# Esercizio proposto A:
Restituisci ogni riga in cui compare la stringa "grassy", distinguendo tra maiuscole e minuscole.

Nel giro di pochi decenni, al mutamento di paradigma poc’anzi descritto ha fatto seguito una proliferazione di trattati internazionali in materia di diritti umani, aventi natura settoriale (si veda, a titolo esemplificativo, la Convenzione sul genocidio), universale (emblematici, in tal senso, sono i due Patti delle Nazioni Unite del 1966 concernenti rispettivamente i diritti civili e politici e i diritti economici, sociali e culturali) o regionale (su tutti, la Convenzione europea dei diritti dell’uomo, il cui modello ha poi ispirato la successiva Convenzione americana dei diritti dell’uomo, nonché la più recente Carta africana dei diritti dell’uomo e dei popoli).

Oltre a ricomprendere al proprio interno un’elencazione piuttosto esauriente di diritti fondamentali, la quasi totalità di tali convenzioni prevede altresì strumenti di controllo, aventi natura giurisdizionale o quasi-giurisdizionale, cui l’individuo può ricorrere al fine di chiedere ed ottenere la tutela dei propri diritti in seguito ad eventuali violazioni poste in essere dallo Stato. Ne consegue che, nell’ipotesi in cui i trattati prevedano una facoltà di ricorso direttamente in capo a soggetti privati che lamentano una violazione di diritti umani a proprio danno, lo Stato di appartenenza dell’individuo non svolge, almeno generalmente, alcuna funzione attiva dal punto di vista giurisdizionale, essendo tutt’al più relegato al ruolo di soggetto convenuto, ovvero effettuando interventi in qualità di terzo nell’ambito di procedimenti individuali[2].

Righe di origine
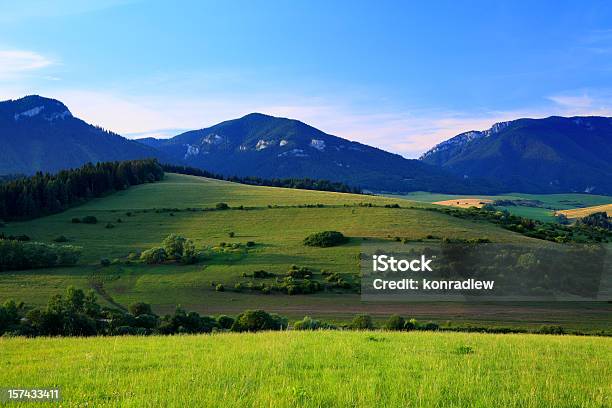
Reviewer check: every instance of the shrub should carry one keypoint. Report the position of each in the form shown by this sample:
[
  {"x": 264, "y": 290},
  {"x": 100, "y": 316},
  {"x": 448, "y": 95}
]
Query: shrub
[
  {"x": 325, "y": 239},
  {"x": 307, "y": 323},
  {"x": 551, "y": 330},
  {"x": 139, "y": 308},
  {"x": 154, "y": 256},
  {"x": 89, "y": 219},
  {"x": 299, "y": 272},
  {"x": 257, "y": 320},
  {"x": 180, "y": 248},
  {"x": 396, "y": 323},
  {"x": 362, "y": 322},
  {"x": 16, "y": 255},
  {"x": 411, "y": 324},
  {"x": 261, "y": 274},
  {"x": 430, "y": 326},
  {"x": 225, "y": 322},
  {"x": 134, "y": 256}
]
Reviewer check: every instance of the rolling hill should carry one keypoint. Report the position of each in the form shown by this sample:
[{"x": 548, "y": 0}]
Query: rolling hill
[
  {"x": 40, "y": 134},
  {"x": 551, "y": 155},
  {"x": 277, "y": 220},
  {"x": 271, "y": 147}
]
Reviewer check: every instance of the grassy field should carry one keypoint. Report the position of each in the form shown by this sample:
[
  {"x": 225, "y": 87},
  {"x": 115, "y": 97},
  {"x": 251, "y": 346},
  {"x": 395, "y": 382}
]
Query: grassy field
[
  {"x": 550, "y": 202},
  {"x": 278, "y": 233},
  {"x": 465, "y": 202},
  {"x": 365, "y": 369},
  {"x": 583, "y": 212}
]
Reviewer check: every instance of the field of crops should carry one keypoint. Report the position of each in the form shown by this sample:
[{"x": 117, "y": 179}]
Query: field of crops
[
  {"x": 276, "y": 220},
  {"x": 583, "y": 212},
  {"x": 573, "y": 204},
  {"x": 316, "y": 369}
]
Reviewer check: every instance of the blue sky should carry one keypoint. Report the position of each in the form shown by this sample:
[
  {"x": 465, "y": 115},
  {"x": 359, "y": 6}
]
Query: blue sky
[{"x": 394, "y": 74}]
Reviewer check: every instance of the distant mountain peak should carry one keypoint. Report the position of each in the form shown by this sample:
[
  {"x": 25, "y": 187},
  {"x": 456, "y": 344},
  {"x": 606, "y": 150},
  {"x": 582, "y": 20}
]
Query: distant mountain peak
[
  {"x": 554, "y": 154},
  {"x": 35, "y": 107}
]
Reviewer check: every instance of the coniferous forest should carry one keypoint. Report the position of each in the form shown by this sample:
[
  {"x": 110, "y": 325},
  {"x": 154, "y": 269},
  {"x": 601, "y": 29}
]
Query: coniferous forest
[{"x": 45, "y": 193}]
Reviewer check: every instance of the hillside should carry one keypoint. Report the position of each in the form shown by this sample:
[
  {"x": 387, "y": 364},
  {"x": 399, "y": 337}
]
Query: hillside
[
  {"x": 40, "y": 134},
  {"x": 271, "y": 147},
  {"x": 551, "y": 155},
  {"x": 366, "y": 369},
  {"x": 276, "y": 220}
]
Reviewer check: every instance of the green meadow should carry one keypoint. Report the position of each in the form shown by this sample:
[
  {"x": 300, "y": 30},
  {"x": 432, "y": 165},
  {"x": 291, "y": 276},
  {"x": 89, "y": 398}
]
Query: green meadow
[
  {"x": 316, "y": 369},
  {"x": 550, "y": 202},
  {"x": 276, "y": 220}
]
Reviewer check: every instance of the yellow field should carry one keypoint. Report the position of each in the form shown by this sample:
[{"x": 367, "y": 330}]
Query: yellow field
[
  {"x": 583, "y": 212},
  {"x": 465, "y": 202}
]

# Esercizio proposto B:
Traduci in inglese questa frase del brano sui trattati internazionali in materia di diritti umani: "Oltre a ricomprendere al proprio interno un’elencazione piuttosto esauriente di diritti fondamentali, la quasi totalità di tali convenzioni prevede altresì strumenti di controllo, aventi natura giurisdizionale o quasi-giurisdizionale, cui l’individuo può ricorrere al fine di chiedere ed ottenere la tutela dei propri diritti in seguito ad eventuali violazioni poste in essere dallo Stato."

# Risposta A:
Reviewer check: every instance of the grassy field should carry one keypoint. Report the position of each in the form shown by this sample:
Query: grassy field

# Risposta B:
In addition to containing a fairly comprehensive list of fundamental rights, nearly all of these conventions also provide for oversight mechanisms, judicial or quasi-judicial in nature, to which individuals may turn in order to seek and obtain protection of their rights following any violations committed by the State.